GIVEN REQUEST:
Please reproduce the items from the line containing "Where can you spot the white high-rise" through the end of the items, both ends included, with the requests copied unchanged. Scale every point coordinate in the answers by 0.85, rounding to whole numbers with halves rounded up, and return only those lines.
— Start of RECORDS TO USE —
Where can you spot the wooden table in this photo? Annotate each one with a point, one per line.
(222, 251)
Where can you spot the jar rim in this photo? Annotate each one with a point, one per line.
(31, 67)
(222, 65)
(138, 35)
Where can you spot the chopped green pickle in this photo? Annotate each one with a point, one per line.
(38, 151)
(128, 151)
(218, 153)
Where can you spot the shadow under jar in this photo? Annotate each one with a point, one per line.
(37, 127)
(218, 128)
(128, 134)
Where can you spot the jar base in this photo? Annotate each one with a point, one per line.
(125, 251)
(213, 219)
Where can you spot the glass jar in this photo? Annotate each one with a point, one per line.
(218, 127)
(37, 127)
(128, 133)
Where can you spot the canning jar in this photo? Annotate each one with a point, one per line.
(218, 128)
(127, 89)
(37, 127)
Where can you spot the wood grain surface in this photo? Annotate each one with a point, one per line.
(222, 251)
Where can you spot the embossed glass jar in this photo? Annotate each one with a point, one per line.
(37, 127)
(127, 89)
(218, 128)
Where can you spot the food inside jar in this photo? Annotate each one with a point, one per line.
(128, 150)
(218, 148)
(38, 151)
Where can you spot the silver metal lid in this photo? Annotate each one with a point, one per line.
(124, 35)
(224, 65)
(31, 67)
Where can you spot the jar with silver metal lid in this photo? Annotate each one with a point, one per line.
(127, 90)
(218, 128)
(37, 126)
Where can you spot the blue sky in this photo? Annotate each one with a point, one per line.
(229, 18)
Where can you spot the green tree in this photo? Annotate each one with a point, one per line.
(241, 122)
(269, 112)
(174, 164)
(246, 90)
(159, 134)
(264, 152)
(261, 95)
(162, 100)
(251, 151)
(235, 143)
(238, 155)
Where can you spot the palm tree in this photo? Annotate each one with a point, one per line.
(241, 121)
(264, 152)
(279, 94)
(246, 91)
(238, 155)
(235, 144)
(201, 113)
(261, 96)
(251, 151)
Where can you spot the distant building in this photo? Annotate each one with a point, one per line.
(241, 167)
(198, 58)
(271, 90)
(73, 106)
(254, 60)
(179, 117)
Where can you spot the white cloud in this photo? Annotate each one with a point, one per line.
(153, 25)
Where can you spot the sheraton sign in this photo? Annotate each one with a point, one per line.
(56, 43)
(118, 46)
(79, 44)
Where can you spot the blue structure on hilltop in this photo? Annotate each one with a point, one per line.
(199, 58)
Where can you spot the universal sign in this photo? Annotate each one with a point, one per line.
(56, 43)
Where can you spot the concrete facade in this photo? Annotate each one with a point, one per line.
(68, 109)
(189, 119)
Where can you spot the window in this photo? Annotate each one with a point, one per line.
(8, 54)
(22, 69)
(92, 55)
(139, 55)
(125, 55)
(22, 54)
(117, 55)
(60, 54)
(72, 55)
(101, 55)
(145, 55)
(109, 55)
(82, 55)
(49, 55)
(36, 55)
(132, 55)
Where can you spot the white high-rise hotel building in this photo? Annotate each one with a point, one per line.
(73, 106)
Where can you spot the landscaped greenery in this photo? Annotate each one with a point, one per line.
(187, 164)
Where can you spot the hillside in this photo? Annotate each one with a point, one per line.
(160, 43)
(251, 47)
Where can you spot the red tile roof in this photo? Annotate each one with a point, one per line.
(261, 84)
— End of RECORDS TO USE —
FINISHED ANSWER:
Where can you spot the white high-rise hotel building in this photo? Annotate each one with a point, one per line.
(62, 90)
Where can you spot the landscaped greenery in this photo? Annotate each one with a point, one per line.
(159, 139)
Where can you spot the hillside in this photo? Annotate each one with a point, one per line.
(136, 37)
(213, 40)
Where can you spot the red tile roof in this photo? Annotate each one with a point, one per line.
(222, 71)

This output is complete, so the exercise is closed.